EXERCISE AIM. Using only the entries below, copy exactly the lines that begin at the one with "mound, one point per instance" and end at the one with "point(444, 343)", both included. Drop the pictures.

(Beginning of MATERIALS PROVIDED)

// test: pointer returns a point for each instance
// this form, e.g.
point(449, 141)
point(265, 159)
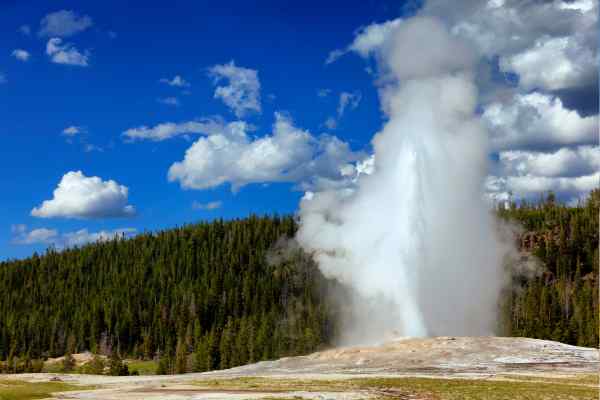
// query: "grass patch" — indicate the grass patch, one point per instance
point(469, 389)
point(142, 367)
point(426, 388)
point(21, 390)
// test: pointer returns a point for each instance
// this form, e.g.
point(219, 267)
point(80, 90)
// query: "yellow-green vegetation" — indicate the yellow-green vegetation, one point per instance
point(142, 367)
point(21, 390)
point(517, 388)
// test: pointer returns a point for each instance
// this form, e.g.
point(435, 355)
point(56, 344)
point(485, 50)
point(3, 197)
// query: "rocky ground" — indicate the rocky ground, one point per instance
point(408, 368)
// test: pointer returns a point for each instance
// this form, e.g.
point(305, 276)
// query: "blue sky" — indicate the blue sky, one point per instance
point(131, 49)
point(59, 116)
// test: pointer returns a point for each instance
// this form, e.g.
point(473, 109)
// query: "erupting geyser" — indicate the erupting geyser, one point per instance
point(416, 239)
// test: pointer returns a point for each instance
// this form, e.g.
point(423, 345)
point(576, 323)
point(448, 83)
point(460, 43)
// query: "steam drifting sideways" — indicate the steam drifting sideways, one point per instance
point(415, 239)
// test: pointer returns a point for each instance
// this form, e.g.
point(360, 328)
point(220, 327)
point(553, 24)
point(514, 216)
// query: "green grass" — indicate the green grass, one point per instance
point(142, 367)
point(21, 390)
point(427, 388)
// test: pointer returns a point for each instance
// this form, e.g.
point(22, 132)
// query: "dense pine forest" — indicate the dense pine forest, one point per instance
point(558, 300)
point(199, 297)
point(220, 294)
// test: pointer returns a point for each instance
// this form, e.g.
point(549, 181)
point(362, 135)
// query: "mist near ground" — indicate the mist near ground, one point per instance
point(415, 239)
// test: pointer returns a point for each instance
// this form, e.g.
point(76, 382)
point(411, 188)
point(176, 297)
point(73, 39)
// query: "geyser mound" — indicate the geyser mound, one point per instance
point(416, 239)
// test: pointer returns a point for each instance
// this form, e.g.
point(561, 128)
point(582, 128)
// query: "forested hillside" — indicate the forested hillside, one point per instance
point(204, 296)
point(198, 297)
point(559, 300)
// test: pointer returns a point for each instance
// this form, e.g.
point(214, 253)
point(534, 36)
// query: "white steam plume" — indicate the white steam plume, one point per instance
point(416, 239)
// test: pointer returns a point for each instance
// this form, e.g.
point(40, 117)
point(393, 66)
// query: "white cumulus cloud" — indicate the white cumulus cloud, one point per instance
point(78, 196)
point(289, 154)
point(537, 120)
point(242, 91)
point(66, 53)
point(21, 55)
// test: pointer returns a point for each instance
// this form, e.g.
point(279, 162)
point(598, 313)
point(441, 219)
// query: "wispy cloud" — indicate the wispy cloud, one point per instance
point(170, 101)
point(212, 205)
point(242, 92)
point(64, 23)
point(176, 81)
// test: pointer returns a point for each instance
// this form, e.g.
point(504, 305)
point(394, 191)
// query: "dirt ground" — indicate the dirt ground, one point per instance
point(369, 372)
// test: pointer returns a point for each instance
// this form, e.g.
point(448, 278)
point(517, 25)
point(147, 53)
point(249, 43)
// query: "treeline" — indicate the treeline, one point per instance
point(199, 297)
point(221, 294)
point(558, 301)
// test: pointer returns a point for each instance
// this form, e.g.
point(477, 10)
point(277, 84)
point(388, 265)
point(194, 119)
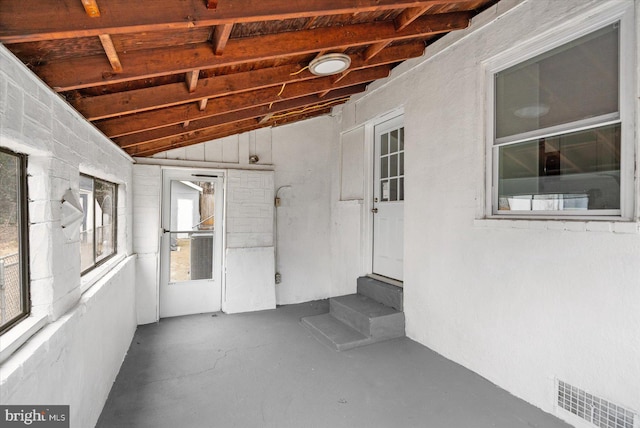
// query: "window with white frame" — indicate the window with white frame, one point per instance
point(98, 230)
point(14, 261)
point(557, 137)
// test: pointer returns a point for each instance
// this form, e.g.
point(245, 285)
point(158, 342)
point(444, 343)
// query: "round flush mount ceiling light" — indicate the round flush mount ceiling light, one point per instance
point(326, 65)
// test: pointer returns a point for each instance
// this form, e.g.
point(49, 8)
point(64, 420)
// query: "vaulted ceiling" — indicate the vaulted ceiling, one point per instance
point(155, 75)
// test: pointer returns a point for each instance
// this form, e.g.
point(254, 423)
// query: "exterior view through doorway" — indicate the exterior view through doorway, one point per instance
point(388, 199)
point(191, 253)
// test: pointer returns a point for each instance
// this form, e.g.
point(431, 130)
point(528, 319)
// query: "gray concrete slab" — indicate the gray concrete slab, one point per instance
point(264, 369)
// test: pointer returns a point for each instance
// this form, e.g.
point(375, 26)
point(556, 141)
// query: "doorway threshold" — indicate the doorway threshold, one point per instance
point(386, 279)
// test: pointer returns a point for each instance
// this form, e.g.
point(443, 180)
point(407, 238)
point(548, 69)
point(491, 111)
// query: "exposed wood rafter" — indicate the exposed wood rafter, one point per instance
point(110, 50)
point(178, 73)
point(37, 20)
point(135, 101)
point(91, 7)
point(221, 37)
point(191, 79)
point(147, 64)
point(118, 126)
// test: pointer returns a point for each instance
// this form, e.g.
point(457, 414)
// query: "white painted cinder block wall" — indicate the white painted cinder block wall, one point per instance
point(299, 159)
point(76, 356)
point(521, 303)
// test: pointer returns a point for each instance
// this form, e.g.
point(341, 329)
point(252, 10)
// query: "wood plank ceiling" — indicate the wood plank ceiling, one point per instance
point(156, 75)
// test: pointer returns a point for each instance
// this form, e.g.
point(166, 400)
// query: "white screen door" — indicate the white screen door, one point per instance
point(191, 257)
point(388, 202)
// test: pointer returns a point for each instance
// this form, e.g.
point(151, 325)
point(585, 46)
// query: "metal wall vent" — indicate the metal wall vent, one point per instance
point(599, 412)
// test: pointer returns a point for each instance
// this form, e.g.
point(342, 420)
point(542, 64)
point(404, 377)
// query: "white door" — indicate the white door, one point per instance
point(388, 202)
point(191, 256)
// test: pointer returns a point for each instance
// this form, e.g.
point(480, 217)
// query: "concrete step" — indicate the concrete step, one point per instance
point(387, 294)
point(334, 333)
point(371, 318)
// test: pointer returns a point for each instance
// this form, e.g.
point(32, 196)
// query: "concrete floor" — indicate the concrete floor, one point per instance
point(264, 369)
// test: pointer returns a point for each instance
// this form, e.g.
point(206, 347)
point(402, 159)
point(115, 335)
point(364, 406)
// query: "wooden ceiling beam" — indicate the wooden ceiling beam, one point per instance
point(119, 126)
point(91, 7)
point(401, 22)
point(198, 137)
point(135, 101)
point(374, 50)
point(221, 37)
point(157, 62)
point(408, 16)
point(191, 79)
point(235, 116)
point(38, 20)
point(110, 50)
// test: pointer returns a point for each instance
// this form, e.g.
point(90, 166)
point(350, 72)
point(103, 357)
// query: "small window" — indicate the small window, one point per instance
point(98, 231)
point(558, 130)
point(14, 261)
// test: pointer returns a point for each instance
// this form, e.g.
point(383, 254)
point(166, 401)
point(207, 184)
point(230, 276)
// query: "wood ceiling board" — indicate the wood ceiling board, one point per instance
point(91, 71)
point(236, 116)
point(101, 107)
point(213, 134)
point(119, 126)
point(31, 20)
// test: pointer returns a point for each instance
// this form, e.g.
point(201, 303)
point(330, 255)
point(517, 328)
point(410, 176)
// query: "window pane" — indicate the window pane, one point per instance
point(384, 167)
point(13, 284)
point(105, 206)
point(191, 256)
point(393, 142)
point(384, 190)
point(393, 166)
point(572, 82)
point(384, 144)
point(394, 190)
point(575, 171)
point(86, 230)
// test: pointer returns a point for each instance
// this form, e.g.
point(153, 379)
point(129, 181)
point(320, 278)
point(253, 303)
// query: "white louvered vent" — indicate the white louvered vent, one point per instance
point(599, 412)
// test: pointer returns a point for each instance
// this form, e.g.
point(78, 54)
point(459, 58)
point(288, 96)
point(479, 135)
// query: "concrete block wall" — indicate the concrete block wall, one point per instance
point(302, 155)
point(249, 216)
point(235, 149)
point(147, 193)
point(249, 256)
point(76, 357)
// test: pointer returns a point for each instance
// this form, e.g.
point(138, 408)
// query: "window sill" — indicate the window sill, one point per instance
point(608, 226)
point(92, 277)
point(19, 334)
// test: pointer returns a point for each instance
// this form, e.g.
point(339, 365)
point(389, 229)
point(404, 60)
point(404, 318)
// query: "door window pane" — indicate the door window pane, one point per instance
point(384, 144)
point(393, 147)
point(393, 193)
point(193, 223)
point(393, 165)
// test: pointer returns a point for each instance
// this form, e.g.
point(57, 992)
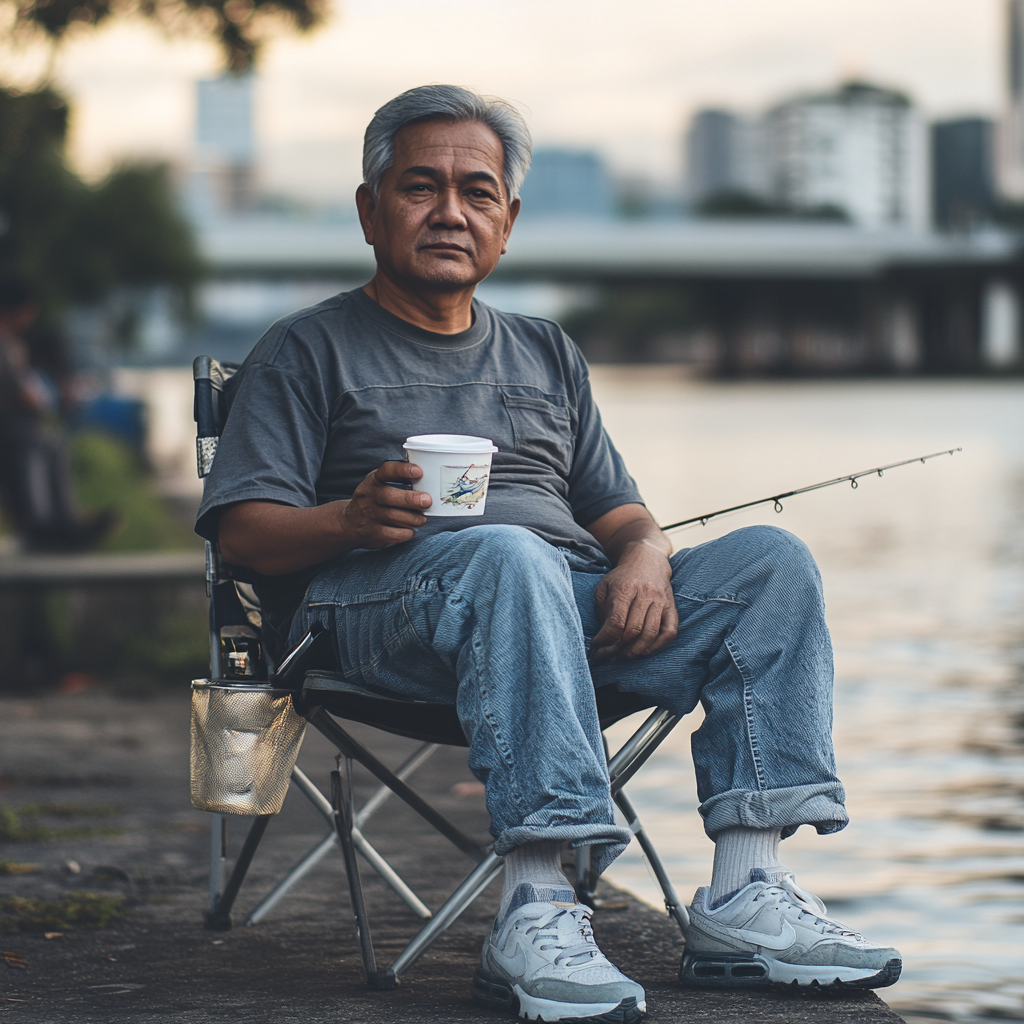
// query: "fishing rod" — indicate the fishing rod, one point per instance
point(777, 499)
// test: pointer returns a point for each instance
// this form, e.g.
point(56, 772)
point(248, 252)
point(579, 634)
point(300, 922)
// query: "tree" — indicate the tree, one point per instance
point(239, 27)
point(78, 242)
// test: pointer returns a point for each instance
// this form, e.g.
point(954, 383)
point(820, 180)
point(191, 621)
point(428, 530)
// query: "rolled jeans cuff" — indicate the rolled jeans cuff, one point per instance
point(609, 840)
point(787, 808)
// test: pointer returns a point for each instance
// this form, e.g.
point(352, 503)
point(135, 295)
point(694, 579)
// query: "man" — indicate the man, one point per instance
point(565, 584)
point(36, 483)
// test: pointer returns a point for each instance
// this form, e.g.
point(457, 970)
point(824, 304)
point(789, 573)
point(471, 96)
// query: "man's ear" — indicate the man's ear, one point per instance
point(366, 203)
point(513, 213)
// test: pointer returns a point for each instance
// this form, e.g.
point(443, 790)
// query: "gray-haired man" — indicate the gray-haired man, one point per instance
point(565, 584)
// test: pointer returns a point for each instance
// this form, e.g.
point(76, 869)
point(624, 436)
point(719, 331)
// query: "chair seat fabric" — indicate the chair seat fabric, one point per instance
point(430, 723)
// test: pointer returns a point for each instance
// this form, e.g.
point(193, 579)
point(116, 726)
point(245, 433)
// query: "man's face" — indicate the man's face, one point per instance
point(441, 218)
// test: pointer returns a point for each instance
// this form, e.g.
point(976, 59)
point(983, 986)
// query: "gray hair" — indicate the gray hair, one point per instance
point(446, 102)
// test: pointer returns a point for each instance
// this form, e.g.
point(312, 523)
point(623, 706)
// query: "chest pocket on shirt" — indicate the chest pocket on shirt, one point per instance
point(542, 430)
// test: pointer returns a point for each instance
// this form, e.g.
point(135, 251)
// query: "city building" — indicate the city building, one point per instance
point(859, 148)
point(571, 183)
point(221, 180)
point(1011, 136)
point(725, 153)
point(963, 176)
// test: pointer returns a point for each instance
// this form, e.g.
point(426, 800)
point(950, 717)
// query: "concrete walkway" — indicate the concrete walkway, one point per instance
point(300, 964)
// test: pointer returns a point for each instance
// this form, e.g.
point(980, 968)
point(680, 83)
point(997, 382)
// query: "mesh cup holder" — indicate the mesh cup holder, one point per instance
point(245, 742)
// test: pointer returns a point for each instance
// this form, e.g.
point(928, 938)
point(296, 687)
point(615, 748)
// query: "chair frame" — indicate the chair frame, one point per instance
point(339, 811)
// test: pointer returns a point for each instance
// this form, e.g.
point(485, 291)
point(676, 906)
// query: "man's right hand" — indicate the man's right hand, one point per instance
point(275, 539)
point(378, 514)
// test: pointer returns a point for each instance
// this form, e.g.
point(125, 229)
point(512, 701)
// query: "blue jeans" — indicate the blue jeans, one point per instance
point(498, 622)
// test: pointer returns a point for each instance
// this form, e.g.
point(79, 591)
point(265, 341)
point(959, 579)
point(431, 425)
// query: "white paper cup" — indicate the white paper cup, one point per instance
point(456, 471)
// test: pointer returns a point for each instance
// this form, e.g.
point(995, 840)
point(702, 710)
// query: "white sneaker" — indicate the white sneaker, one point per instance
point(778, 934)
point(542, 961)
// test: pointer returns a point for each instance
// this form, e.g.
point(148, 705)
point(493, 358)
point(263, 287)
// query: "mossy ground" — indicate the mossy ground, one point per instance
point(20, 824)
point(80, 909)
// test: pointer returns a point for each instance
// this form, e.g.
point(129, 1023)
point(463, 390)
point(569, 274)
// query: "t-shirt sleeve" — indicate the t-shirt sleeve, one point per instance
point(271, 448)
point(598, 479)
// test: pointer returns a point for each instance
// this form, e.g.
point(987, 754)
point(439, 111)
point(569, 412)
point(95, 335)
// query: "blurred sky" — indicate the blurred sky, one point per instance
point(622, 77)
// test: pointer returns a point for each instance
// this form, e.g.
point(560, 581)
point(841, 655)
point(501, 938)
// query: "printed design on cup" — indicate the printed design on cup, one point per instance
point(464, 485)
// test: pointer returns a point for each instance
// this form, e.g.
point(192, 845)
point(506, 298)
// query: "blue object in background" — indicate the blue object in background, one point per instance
point(124, 418)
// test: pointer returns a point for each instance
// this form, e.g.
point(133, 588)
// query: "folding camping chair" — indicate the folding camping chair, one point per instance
point(323, 696)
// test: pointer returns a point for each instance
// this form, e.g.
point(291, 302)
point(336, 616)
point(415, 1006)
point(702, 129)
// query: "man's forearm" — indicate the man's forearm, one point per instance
point(630, 531)
point(274, 540)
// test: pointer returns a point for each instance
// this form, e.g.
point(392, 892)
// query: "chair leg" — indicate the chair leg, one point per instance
point(585, 882)
point(218, 857)
point(219, 919)
point(677, 910)
point(634, 753)
point(344, 816)
point(351, 749)
point(303, 867)
point(457, 903)
point(376, 861)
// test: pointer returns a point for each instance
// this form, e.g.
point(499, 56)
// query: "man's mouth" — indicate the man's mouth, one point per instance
point(450, 247)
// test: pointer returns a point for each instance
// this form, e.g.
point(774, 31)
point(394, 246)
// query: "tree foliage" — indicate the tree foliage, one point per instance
point(239, 27)
point(80, 242)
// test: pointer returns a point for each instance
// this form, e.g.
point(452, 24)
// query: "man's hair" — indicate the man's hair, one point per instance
point(446, 102)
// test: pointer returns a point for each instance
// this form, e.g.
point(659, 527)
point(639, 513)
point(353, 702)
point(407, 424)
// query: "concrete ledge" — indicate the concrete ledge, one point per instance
point(100, 568)
point(301, 963)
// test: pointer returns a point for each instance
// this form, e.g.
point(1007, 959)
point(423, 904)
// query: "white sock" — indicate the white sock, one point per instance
point(737, 852)
point(538, 864)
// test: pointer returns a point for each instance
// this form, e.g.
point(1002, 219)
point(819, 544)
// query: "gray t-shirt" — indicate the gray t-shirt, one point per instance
point(332, 391)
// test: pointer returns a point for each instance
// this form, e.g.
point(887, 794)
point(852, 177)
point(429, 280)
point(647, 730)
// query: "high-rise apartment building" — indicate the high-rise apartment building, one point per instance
point(1010, 163)
point(860, 147)
point(222, 178)
point(724, 154)
point(567, 183)
point(963, 180)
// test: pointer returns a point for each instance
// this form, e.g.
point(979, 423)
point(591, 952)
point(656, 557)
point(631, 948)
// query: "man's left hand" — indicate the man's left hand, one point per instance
point(636, 605)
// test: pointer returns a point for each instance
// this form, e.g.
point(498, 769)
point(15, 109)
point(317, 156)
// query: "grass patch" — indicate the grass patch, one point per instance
point(12, 867)
point(19, 913)
point(20, 825)
point(110, 474)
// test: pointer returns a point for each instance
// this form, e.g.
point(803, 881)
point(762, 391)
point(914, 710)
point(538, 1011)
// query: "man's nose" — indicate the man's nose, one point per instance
point(448, 211)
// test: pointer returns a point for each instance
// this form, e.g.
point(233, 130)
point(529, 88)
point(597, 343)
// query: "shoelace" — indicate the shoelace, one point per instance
point(547, 927)
point(786, 891)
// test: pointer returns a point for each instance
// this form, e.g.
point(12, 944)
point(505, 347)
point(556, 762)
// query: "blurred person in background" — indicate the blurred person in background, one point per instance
point(36, 485)
point(565, 583)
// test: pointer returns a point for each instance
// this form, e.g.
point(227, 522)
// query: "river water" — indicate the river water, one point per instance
point(924, 577)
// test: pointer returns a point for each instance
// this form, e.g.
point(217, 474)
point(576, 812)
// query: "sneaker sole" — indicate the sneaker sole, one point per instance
point(736, 971)
point(497, 993)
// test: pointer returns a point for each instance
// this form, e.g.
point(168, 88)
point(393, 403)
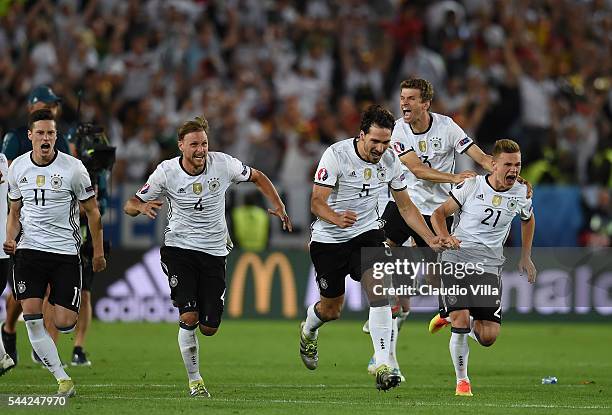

(End of MATERIALS PROVIDED)

RESPONSE TO THE TASK.
// query: "geyser mound" — indicate the geyser mound, one point per instance
point(416, 239)
// test: pointer returns a point for each instance
// this form, e.g.
point(561, 128)
point(582, 128)
// query: "forested hillside" — indicate the forested hillside, one point per instance
point(204, 296)
point(198, 297)
point(559, 300)
// test: pointer returns a point for each instance
// this form, e.g.
point(214, 253)
point(534, 36)
// query: "white steam plume" — indicate the white steam plume, one point per instance
point(416, 239)
// test: pointer returns a point for each instance
// this form, e.g.
point(40, 117)
point(393, 66)
// query: "white cumulus cloud" — indicate the white cumulus cloud, one point per instance
point(78, 196)
point(289, 154)
point(537, 120)
point(242, 91)
point(66, 53)
point(21, 55)
// test: pointer returns a point for each instance
// this form, e.g.
point(279, 162)
point(598, 313)
point(441, 219)
// query: "wispy cloud" — indicate the wispy cloud, one point per instance
point(170, 101)
point(212, 205)
point(242, 92)
point(64, 23)
point(176, 81)
// test: pointer returns a point for each instance
// this form, e.g.
point(504, 305)
point(394, 191)
// query: "dirt ground" — indicate the dirt ground, one point per instance
point(369, 372)
// test: pointer returns a point for each instance
// this form, e.g.
point(448, 278)
point(517, 25)
point(147, 53)
point(249, 43)
// query: "treeline" — indicate the treeline, one point per instance
point(199, 297)
point(221, 294)
point(558, 301)
// test: pointer returns a point for each instance
// this form, e.g.
point(477, 10)
point(277, 84)
point(388, 265)
point(194, 119)
// query: "window with white frame" — indicate the window with white frame, one point per instance
point(98, 230)
point(14, 261)
point(557, 137)
// test: pointer returns a point for each instance
// this form, e.g.
point(245, 285)
point(158, 342)
point(444, 343)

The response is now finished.